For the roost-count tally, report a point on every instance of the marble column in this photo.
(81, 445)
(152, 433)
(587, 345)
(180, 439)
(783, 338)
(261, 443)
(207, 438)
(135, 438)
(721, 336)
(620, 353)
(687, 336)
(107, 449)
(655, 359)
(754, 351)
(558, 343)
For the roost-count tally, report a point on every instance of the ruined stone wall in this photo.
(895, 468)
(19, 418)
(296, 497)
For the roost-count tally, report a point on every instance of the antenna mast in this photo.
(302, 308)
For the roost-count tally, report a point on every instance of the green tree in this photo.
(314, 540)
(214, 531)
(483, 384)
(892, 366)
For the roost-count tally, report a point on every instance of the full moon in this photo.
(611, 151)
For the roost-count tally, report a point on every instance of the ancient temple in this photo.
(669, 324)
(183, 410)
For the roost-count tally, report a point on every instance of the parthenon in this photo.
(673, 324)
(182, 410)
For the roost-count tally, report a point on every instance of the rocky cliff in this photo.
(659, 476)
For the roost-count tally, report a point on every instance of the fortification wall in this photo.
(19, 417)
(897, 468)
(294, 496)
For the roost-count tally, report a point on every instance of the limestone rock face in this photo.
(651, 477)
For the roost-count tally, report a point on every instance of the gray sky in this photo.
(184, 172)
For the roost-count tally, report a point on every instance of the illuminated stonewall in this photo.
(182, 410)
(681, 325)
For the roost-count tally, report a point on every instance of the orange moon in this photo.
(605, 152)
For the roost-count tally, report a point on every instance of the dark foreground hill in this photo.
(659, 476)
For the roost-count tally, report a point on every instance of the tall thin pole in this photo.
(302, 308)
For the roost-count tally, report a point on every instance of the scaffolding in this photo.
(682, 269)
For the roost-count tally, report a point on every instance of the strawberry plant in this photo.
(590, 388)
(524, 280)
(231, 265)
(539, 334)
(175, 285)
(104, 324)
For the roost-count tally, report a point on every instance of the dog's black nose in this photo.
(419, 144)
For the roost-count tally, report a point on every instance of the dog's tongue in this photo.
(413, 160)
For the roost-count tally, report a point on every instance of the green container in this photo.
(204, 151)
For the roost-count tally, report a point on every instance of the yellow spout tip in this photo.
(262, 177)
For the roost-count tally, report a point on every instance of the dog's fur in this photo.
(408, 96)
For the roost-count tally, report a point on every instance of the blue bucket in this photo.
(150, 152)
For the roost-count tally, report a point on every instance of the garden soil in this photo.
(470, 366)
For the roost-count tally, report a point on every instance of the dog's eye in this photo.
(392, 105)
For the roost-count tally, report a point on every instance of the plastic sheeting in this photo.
━━━━━━━━━━
The data should be copied out in full, exactly as it reads.

For the roost-count tally, report a point on every instance of the marble column in this photo.
(81, 445)
(152, 433)
(587, 345)
(180, 439)
(783, 338)
(261, 443)
(207, 438)
(135, 438)
(721, 336)
(620, 353)
(687, 336)
(107, 449)
(655, 359)
(754, 351)
(558, 343)
For the roost-count tally, report a point on every instance of the ruined stone wall in this photo.
(895, 468)
(19, 418)
(296, 497)
For the roost-count tally, report a point on every instance of the antenna mast in this photo.
(302, 308)
For the roost-count tally, report a point on every instance of the green tree in this photo.
(314, 540)
(214, 531)
(483, 384)
(892, 366)
For the roost-count tally, report a point on every instance of the full moon in this photo.
(611, 151)
For the roost-count tally, report a point on every instance of the ancient temple in this photo.
(669, 324)
(183, 410)
For the roost-count tally, report a point on every instance of the parthenon in this photo.
(673, 324)
(182, 410)
For the roost-count tally, report a point on every instance of the rocky cliff in this photo.
(659, 476)
For the roost-count tally, report a point on every instance of the fortification wall in this photo.
(19, 417)
(897, 468)
(294, 496)
For the roost-count tally, report a point on every instance of the limestone rock face in this photo.
(651, 477)
For the roost-count tally, report a point on every instance of the gray sky in this photo.
(184, 172)
For the roost-count tally, report a point on every instance of the illuminated stonewall in this photo.
(182, 410)
(681, 325)
For the roost-count tally, report a point on every instance of the orange moon in this photo.
(605, 152)
For the roost-count tally, report a point on every instance of the dark foreground hill in this photo.
(659, 476)
For the roost-count tally, report a point on every instance of the tall thin pole in this photo.
(302, 308)
For the roost-count tally, report a point on every instance of the scaffolding in this photo.
(682, 269)
For the roost-count tally, report a point on every instance of the strawberry plant in this photo.
(590, 388)
(524, 280)
(231, 265)
(539, 334)
(175, 285)
(104, 324)
For the roost-count tally, report a point on every instance of the dog's black nose in this photo.
(419, 144)
For the roost-count tally, report a point on every instance of the dog's tongue in this photo.
(413, 160)
For the roost-count tally, report a point on every instance of the green container in this photo.
(204, 151)
For the roost-count tally, report a point on every instance of the yellow spout tip in this photo.
(262, 177)
For the roost-count tally, report a point on every instance of the dog's fur in this photo.
(408, 96)
For the roost-count tally, report a point on every instance of the blue bucket in this photo.
(150, 152)
For the roost-count tally, report a point on every instance of the garden soil in this photo.
(470, 366)
For the roost-count tally, report a point on every instance of the dog's eye in this photo.
(392, 105)
For the roost-count tally, report a point on every instance of the plastic sheeting in this photo.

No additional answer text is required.